*JOB:* Render only the stretch of the records below that opens with the line containing "monument with a bounding box." and closes with the line containing "flagpole with a bounding box." as a Markdown table with the columns Row and Line. Give each line its own numbered row and leave out blank lines.

—————

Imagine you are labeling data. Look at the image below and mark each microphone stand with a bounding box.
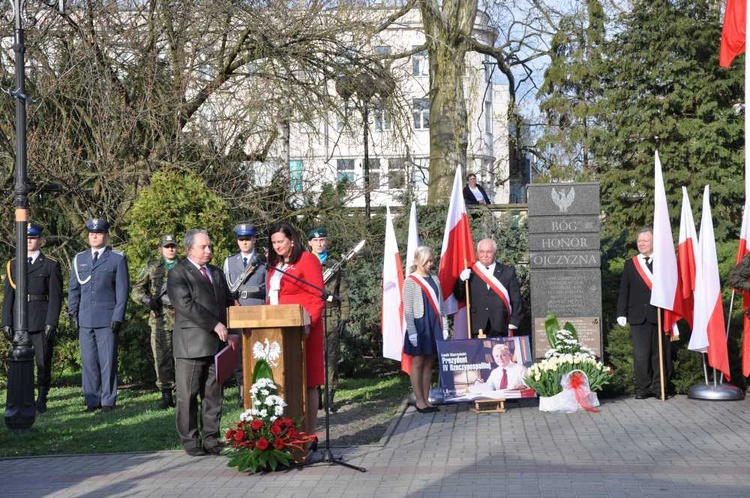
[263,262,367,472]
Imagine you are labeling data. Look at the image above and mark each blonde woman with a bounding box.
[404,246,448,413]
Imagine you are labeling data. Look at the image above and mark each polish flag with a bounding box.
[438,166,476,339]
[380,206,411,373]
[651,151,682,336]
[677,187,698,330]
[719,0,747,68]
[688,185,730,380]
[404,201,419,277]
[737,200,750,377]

—————

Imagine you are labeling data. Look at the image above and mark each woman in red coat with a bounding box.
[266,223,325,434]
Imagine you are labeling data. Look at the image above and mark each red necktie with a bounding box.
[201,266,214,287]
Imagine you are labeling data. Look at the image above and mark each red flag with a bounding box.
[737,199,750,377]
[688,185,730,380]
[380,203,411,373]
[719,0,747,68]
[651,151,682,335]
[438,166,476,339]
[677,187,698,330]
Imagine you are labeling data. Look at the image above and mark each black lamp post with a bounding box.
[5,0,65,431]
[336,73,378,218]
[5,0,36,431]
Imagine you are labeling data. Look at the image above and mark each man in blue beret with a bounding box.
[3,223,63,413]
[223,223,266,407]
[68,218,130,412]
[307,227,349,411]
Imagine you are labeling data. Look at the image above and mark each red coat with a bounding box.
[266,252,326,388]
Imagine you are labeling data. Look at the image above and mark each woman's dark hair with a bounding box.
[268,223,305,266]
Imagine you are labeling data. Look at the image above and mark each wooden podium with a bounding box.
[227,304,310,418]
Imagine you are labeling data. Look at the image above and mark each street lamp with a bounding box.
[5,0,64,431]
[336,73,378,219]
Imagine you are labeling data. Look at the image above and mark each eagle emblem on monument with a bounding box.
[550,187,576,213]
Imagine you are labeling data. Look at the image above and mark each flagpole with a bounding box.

—————

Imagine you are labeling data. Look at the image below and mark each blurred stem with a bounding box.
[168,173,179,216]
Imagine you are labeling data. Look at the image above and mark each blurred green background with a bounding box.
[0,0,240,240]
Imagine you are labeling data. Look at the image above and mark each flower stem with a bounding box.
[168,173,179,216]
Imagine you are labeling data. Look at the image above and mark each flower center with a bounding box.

—————

*CORRECT ANSWER:*
| Row | Line |
|---|---|
| 1 | Imagine you are labeling data. Look at the image above and mark each eagle emblem on monument with a bounding box. |
| 2 | [550,187,576,213] |
| 3 | Imagine you are labeling data. Look at the image above and mark each flagpole with a bounding box. |